··· MATERIAL ···
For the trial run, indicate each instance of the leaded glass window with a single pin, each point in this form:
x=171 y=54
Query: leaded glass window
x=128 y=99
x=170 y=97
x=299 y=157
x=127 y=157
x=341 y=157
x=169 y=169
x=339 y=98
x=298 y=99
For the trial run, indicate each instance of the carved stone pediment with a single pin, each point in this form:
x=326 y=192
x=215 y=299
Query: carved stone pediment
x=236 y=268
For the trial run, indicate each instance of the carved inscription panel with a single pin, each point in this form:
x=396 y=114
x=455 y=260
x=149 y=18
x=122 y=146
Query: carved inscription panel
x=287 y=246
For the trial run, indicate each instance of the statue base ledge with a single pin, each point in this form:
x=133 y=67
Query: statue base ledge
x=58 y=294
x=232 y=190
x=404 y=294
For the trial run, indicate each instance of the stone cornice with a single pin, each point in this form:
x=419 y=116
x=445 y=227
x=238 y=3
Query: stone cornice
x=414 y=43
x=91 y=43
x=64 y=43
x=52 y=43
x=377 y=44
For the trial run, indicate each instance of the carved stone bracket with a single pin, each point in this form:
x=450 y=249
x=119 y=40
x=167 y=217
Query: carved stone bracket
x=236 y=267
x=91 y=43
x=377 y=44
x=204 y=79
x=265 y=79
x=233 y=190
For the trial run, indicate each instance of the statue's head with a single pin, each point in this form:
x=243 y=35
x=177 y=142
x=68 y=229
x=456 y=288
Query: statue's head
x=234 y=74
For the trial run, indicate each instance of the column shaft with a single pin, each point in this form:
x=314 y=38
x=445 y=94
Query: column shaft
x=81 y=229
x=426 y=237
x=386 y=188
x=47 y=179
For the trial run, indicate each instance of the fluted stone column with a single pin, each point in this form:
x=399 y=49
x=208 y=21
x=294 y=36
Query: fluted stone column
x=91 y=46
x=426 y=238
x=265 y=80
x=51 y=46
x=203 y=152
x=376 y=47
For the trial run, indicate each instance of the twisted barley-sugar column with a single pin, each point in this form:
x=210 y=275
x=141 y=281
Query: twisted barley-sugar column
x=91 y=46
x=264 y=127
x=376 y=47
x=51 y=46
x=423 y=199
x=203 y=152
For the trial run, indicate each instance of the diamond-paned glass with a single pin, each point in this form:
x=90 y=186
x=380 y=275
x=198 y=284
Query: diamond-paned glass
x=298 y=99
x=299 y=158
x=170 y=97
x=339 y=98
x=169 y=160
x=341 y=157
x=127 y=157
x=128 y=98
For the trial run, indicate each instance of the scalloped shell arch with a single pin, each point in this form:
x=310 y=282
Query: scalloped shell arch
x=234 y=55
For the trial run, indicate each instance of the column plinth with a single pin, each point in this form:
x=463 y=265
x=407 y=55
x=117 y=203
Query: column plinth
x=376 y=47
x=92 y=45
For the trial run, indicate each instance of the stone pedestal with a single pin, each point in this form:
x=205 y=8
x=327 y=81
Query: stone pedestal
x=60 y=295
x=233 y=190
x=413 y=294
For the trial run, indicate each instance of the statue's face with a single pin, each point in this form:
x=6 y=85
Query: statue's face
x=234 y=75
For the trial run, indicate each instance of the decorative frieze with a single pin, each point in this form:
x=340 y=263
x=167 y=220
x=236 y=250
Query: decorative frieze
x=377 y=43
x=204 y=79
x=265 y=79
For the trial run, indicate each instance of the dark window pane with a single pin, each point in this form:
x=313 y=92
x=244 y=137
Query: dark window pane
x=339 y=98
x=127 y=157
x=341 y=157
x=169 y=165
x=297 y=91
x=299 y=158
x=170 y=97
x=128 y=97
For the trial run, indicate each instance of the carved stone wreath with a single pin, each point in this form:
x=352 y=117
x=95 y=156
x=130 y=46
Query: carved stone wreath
···
YOUR GOAL: Print the lines of the items word for word, starting at the line containing "For the trial run, indicate each instance of the column plinth" and continuing to the end of the items.

ANSWER TO THE PROBLEM:
For the trial run, indicate each instance of the column plinth with a single pin, each point in this form:
x=463 y=265
x=407 y=55
x=117 y=203
Query: column plinth
x=376 y=47
x=92 y=45
For the trial run, indicate each instance of the stone pedestal with a single pin, each point in this form:
x=205 y=8
x=327 y=81
Query: stone pedestal
x=60 y=295
x=233 y=190
x=413 y=294
For the trial run, indicate each instance of the statue's face with a single pin, each point in this form:
x=6 y=85
Query: statue's face
x=234 y=75
For the trial run, indicate each instance of the decorative frieze with a single pin, each point in this form:
x=340 y=263
x=167 y=220
x=236 y=250
Query: decorative frieze
x=377 y=43
x=204 y=79
x=265 y=79
For the trial run, indicate each instance of the dark window pane with a single pin, each point in this form:
x=313 y=92
x=244 y=137
Query: dark window pane
x=339 y=98
x=127 y=157
x=341 y=157
x=169 y=165
x=297 y=91
x=299 y=158
x=170 y=97
x=128 y=97
For the trial run, indicate each instance of the carved stone wreath with a single pin, each point in this form:
x=352 y=117
x=95 y=156
x=130 y=46
Query: carved stone wreath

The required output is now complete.